-- start Excerpted passage --

Ms Karassellos said the legislation would make it less likely that young people would slip into early negative drinking patterns just because all their peers were drinking. “We should, however, not overlook the fact that there are other influences in this regard, for example the drinking behaviour of their parents and role models in the community, and the lack of alternate entertainment facilities,” she said.

Speaking about the Liquor Act of 2003 she said: “The act states: ‘A person must not advertise liquor in a manner intended to attract or target minors’. This is vague, and one can expect that advertising intended for adults would also attract young people anyway. We would propose a ban on alcohol advertising, as is the case with tobacco.

“The act states further: ‘A person selling liquor must take reasonable steps to determine accurately whether or not a person is a minor before selling liquor to that person’. Again this is vague – the act should be clear that an identification document is required to establish age,” she said.

-- end Excerpted passage --

§ Set tasks:
1. Say whether each statement agrees with the passage on liquor legislation, and support each yes or no with the deciding words quoted from it. (a) Ms Karassellos proposes a ban on alcohol advertising similar to the one on tobacco. (b) She describes the act's rule on determining whether a buyer is a minor as clear. (c) She names the drinking behavior of parents as one of the other influences on young people.
2. Reproduce part of the passage on liquor legislation word for word, beginning at the words "Speaking about the" and stopping after the words "case with tobacco.".

-- start Material --

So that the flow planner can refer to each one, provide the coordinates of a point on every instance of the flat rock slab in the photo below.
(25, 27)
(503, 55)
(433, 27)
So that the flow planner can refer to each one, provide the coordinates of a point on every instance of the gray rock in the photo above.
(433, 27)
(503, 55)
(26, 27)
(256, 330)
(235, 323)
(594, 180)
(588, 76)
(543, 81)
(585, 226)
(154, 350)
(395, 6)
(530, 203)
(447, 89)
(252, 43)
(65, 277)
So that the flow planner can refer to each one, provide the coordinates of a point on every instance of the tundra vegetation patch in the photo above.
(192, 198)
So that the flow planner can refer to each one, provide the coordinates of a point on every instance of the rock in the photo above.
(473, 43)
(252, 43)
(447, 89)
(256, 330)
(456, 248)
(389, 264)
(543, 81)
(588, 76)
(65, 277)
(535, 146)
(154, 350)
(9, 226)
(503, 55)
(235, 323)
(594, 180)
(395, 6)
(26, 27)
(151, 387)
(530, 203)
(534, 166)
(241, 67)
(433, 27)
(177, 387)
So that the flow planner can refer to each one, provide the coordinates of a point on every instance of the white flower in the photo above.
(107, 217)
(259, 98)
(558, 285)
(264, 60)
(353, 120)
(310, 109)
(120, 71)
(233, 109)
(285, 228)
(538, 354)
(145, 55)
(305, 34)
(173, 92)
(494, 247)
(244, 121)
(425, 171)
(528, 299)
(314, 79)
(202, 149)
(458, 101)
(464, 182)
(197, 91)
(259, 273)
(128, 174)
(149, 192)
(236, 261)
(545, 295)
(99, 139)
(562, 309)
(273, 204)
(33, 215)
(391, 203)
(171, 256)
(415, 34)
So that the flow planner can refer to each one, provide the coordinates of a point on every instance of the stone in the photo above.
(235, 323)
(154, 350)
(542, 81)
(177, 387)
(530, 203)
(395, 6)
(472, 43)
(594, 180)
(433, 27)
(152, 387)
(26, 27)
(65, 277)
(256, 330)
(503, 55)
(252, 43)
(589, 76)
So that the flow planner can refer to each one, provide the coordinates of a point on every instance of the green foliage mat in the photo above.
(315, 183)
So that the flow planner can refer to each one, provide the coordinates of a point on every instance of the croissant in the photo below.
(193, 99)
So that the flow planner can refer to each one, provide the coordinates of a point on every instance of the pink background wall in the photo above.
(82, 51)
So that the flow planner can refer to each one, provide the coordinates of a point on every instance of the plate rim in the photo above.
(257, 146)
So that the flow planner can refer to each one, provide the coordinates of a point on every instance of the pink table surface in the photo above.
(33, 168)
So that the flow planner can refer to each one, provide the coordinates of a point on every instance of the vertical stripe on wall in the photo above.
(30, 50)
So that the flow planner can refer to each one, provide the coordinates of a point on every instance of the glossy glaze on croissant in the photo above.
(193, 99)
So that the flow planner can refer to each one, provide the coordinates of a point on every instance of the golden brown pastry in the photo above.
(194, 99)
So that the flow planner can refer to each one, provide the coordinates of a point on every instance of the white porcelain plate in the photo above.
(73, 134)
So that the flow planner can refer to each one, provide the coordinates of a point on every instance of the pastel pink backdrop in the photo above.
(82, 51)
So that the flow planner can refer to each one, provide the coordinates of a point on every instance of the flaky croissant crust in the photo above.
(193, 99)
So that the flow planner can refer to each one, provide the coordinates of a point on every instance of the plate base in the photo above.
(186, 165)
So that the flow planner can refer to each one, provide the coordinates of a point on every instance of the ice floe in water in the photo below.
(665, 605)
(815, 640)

-- end Material --

§ Outputs:
1.
(a) Yes: "We would propose a ban on alcohol advertising, as is the case with tobacco."
(b) No: "Again this is vague"
(c) Yes: "for example the drinking behaviour of their parents"

2.
Speaking about the Liquor Act of 2003 she said: “The act states: ‘A person must not advertise liquor in a manner intended to attract or target minors’. This is vague, and one can expect that advertising intended for adults would also attract young people anyway. We would propose a ban on alcohol advertising, as is the case with tobacco.